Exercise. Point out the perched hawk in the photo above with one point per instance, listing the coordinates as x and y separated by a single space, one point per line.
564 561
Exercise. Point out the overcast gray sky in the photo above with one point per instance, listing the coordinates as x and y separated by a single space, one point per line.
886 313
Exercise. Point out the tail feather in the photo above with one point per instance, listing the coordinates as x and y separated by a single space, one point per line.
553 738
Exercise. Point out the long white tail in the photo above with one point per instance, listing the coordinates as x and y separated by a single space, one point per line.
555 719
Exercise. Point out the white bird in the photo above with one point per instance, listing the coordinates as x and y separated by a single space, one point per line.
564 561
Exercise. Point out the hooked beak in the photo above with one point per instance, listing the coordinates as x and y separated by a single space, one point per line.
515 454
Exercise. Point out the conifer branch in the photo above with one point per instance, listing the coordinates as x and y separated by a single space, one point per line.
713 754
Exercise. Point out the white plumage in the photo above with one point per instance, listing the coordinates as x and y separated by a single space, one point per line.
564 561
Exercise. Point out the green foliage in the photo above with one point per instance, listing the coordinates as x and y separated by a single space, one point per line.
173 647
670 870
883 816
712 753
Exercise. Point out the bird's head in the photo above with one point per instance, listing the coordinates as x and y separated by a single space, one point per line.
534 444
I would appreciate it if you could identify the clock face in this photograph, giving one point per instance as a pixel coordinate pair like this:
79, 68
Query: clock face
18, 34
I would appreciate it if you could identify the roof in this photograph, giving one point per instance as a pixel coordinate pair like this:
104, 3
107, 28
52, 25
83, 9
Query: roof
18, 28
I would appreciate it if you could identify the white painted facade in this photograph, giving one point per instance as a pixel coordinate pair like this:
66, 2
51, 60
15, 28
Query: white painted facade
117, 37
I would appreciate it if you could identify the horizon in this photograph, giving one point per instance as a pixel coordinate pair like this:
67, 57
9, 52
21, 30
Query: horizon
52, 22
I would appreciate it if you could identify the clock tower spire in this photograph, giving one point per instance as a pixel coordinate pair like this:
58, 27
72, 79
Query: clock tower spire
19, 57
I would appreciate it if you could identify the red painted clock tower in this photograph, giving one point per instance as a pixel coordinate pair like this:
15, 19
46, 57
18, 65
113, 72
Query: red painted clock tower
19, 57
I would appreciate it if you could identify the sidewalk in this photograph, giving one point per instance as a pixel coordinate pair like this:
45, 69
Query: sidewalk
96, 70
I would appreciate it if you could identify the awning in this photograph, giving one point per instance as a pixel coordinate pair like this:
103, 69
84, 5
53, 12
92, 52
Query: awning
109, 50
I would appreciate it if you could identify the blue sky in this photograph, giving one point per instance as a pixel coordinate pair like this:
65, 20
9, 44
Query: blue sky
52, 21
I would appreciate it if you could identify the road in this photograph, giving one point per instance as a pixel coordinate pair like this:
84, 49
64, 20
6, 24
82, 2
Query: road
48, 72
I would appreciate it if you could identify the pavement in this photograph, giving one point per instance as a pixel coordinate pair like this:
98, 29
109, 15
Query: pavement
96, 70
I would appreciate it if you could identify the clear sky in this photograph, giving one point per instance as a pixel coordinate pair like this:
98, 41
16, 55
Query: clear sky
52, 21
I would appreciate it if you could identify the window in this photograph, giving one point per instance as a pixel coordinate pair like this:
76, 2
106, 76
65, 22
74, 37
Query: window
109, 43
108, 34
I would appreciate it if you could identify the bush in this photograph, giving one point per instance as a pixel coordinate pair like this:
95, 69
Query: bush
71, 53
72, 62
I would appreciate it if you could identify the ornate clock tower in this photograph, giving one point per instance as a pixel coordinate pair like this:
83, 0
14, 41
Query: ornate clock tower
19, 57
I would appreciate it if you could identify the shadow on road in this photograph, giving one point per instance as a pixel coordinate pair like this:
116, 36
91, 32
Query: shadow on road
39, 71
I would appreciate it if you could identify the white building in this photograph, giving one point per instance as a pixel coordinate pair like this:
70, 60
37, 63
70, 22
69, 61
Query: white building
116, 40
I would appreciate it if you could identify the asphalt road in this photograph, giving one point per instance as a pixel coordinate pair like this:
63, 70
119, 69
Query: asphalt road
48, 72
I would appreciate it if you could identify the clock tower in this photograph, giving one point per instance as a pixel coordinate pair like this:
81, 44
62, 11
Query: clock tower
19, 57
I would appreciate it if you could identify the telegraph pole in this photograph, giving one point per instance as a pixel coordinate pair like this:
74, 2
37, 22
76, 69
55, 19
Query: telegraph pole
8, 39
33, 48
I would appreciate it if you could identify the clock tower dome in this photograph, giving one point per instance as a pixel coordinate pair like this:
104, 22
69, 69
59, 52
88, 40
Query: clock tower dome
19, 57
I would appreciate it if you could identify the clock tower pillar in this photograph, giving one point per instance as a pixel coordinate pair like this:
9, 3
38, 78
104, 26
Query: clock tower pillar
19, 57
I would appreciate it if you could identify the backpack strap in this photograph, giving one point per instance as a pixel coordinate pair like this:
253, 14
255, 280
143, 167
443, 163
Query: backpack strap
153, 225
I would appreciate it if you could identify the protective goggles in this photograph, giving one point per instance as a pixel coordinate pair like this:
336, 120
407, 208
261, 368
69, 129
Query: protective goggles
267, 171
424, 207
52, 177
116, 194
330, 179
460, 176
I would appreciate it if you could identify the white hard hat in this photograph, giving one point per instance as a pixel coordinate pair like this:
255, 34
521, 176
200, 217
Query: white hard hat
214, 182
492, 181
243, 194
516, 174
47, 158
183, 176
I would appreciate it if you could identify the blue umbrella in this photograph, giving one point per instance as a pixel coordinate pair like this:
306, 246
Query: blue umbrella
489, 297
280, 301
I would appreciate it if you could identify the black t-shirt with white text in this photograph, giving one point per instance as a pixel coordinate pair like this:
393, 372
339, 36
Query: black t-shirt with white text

------------------------------------------------------------

**ABOUT THIS TASK**
The reply is to be an exact copy of the listing.

**RESPONSE AREA**
Exercise. Point out the perched hawk in the photo above with one point per instance, listing the coordinates as x and y separated by a single space, one point per line.
564 561
Exercise. Point out the overcast gray sky in the photo above with one point per instance, listing the coordinates as x and y separated by a single space, one point per line.
886 313
Exercise. Point out the tail feather in the photo above with one point per instance, listing the coordinates as x and y separated by a single space, one point per line.
553 738
Exercise. Point out the long white tail in the photo above with one point per instance, listing the coordinates as x and y separated by a single space, one point per line.
555 719
Exercise. Point out the white bird in the photo above with one point per instance, listing the coordinates as x and y separated by a single space, one point per line.
564 561
Exercise. Point out the hooked beak in the photo above with one point per instance, listing the coordinates as x and y separated by a single space, one point per line.
515 454
Exercise. Point out the conifer branch in the photo above with one point per instance, listing the coordinates as x and y separated by a single space, one point per line.
713 754
Exercise. Point out the white plumage in the photo above with one point per instance, listing the coordinates as x and y separated by a single space, one point per line.
564 561
Exercise. Point out the green foliage in the photo above with one point per instance, listing the coordinates as x and y separated by a single space, one point per line.
173 647
670 870
883 816
712 753
Exercise. Point out the bird's head in the photo above with one point per instance, listing the coordinates as x and y separated by a single space, one point per line.
534 444
I would appreciate it if you could identify the clock face in this photograph, giving one point per instance as a pixel coordinate pair like this:
79, 68
Query: clock face
18, 34
I would appreciate it if you could identify the roof in this photograph, giving one point per instance as a pixel coordinate pair like this:
104, 3
107, 28
52, 25
83, 9
Query: roof
18, 28
I would appreciate it if you could identify the white painted facade in this photograph, giving one point per instance as a pixel coordinate pair like this:
66, 2
51, 60
15, 28
Query: white painted facade
117, 37
I would appreciate it if you could identify the horizon in this photograph, giving one point per instance as a pixel coordinate pair like this:
67, 57
9, 52
21, 30
Query: horizon
52, 22
I would appreciate it if you could identify the clock tower spire in this photograph, giving one point per instance as a pixel coordinate pair like this:
58, 27
72, 79
Query: clock tower spire
19, 57
I would appreciate it if you could identify the red painted clock tower in this photograph, giving one point per instance as a pixel coordinate pair like this:
15, 19
46, 57
18, 65
113, 72
Query: red painted clock tower
19, 57
I would appreciate it if you could identify the sidewalk in this photograph, giving one point per instance as a pixel coordinate pair like this:
45, 69
Query: sidewalk
96, 70
I would appreciate it if you could identify the awning in this photograph, giving one point per instance as a pixel coordinate pair like this:
103, 69
84, 5
53, 12
92, 52
Query: awning
109, 50
I would appreciate it if you could identify the blue sky in this photograph, giving one point per instance as a pixel coordinate pair like this:
65, 20
9, 44
Query: blue sky
52, 21
I would appreciate it if you could identify the road in this photograph, giving one point per instance as a pixel coordinate pair like this:
84, 49
64, 20
6, 24
82, 2
Query: road
48, 72
I would appreciate it if you could identify the pavement in this photograph, giving one point per instance as a pixel coordinate pair like this:
98, 29
109, 15
Query: pavement
96, 70
I would appreciate it if you could identify the clear sky in this photograph, giving one point per instance as a pixel coordinate pair like this:
98, 41
16, 55
Query: clear sky
52, 21
I would appreciate it if you could identify the window in this photograph, giving one point per instance as a pixel coordinate pair like this:
76, 2
106, 76
65, 22
74, 37
Query: window
109, 43
108, 34
I would appreciate it if you could identify the bush in this photograph, giving one point per instance as a pixel coordinate pair like this:
95, 69
Query: bush
71, 53
72, 62
I would appreciate it if you could identify the ornate clock tower in this photograph, giving one point per instance as a pixel coordinate pair like this:
83, 0
14, 41
Query: ornate clock tower
19, 57
I would appreciate it if you could identify the shadow on road in this photograph, giving one point per instance as a pixel coordinate pair like this:
116, 36
91, 32
Query: shadow on road
39, 71
I would appreciate it if you could identify the white building in this photograph, giving one point per instance as a pixel coordinate pair like this:
70, 60
37, 63
70, 22
69, 61
Query: white building
116, 40
I would appreciate it if you could identify the asphalt road in this photograph, giving one point per instance as a pixel coordinate pair like this:
63, 70
119, 69
Query: asphalt road
48, 72
I would appreciate it if you could identify the clock tower in this photograph, giving one point per instance as a pixel coordinate pair like this:
81, 44
62, 11
Query: clock tower
19, 57
I would appreciate it if you could identify the telegraph pole in this photograph, giving one point per instance as a pixel coordinate pair like this:
74, 2
37, 22
76, 69
55, 19
Query: telegraph pole
8, 39
33, 48
I would appreciate it if you could identify the clock tower dome in this photograph, giving one point per instance as a pixel coordinate pair like this:
104, 22
69, 69
59, 52
88, 40
Query: clock tower dome
19, 57
I would appreciate it if you could identify the clock tower pillar in this photograph, giving one point per instance as a pixel coordinate pair like this:
9, 3
38, 78
104, 26
Query: clock tower pillar
19, 57
I would appreciate it if you could identify the backpack strap in this photograph, giving one point per instance as a pixel coordinate pair like this:
253, 14
255, 280
143, 167
443, 163
Query: backpack strap
153, 225
I would appreciate it if you could identify the protective goggles in this photograph, giving one point per instance as a pixel coordinate pair like this:
336, 120
407, 208
261, 368
69, 129
Query: protective goggles
267, 171
424, 207
52, 177
116, 194
330, 179
460, 176
I would appreciate it if you could identify the white hard hat in this photograph, giving one point per instance as a pixel coordinate pair like this:
255, 34
521, 176
200, 217
Query: white hard hat
214, 182
492, 181
243, 194
516, 174
47, 158
183, 176
I would appreciate it if you could identify the blue umbrella in this photograph, giving one point per instance as a pixel coordinate pair like this:
306, 246
Query: blue umbrella
489, 297
280, 301
I would appreciate it if you could identify the black t-shirt with white text in this photograph, giving one point per instance as a pixel coordinate pair like this:
393, 372
339, 36
Query: black t-shirt with white text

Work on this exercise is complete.